# WHAT IS NEEDED:
Produce the records below again, word for word, but stop after the line that contains "negative clicks: (207, 118) (242, 83)".

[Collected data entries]

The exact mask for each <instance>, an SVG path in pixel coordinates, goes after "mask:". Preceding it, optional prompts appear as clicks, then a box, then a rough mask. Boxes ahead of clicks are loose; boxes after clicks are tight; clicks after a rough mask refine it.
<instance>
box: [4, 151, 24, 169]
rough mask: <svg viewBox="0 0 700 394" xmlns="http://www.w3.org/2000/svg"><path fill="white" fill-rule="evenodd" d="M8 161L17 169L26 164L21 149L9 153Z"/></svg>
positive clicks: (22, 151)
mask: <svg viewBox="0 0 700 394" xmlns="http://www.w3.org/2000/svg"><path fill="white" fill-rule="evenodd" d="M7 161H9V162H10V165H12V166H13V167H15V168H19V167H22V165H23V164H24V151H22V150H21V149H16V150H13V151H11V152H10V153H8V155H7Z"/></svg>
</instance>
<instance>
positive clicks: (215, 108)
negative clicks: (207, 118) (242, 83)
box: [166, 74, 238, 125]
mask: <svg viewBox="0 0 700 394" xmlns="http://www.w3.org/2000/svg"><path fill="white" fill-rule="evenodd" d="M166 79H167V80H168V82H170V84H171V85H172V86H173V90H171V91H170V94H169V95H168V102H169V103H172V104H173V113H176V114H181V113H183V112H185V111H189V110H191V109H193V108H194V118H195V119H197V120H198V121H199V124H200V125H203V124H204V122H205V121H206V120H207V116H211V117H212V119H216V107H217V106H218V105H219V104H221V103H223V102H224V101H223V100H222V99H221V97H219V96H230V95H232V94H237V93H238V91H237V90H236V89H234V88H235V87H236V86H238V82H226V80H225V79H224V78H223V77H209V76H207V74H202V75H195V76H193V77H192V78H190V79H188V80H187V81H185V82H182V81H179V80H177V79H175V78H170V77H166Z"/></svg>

# OUTPUT FOR THIS TASK:
The exact mask for each <instance>, an SVG path in pixel coordinates, goes after "mask:". Preceding it, optional prompts appear as clicks, then a box, then a rough mask. Boxes ahead of clicks are loose; boxes after clicks are tight; clicks after a rough mask refine it.
<instance>
box: [4, 151, 24, 169]
rough mask: <svg viewBox="0 0 700 394" xmlns="http://www.w3.org/2000/svg"><path fill="white" fill-rule="evenodd" d="M8 161L17 169L26 164L21 149L9 153Z"/></svg>
positive clicks: (22, 151)
mask: <svg viewBox="0 0 700 394" xmlns="http://www.w3.org/2000/svg"><path fill="white" fill-rule="evenodd" d="M7 161H9V162H10V165H12V166H13V167H15V168H19V167H22V165H23V164H24V151H22V150H21V149H16V150H13V151H11V152H10V153H8V155H7Z"/></svg>
</instance>
<instance>
positive clicks: (215, 108)
negative clicks: (207, 118) (242, 83)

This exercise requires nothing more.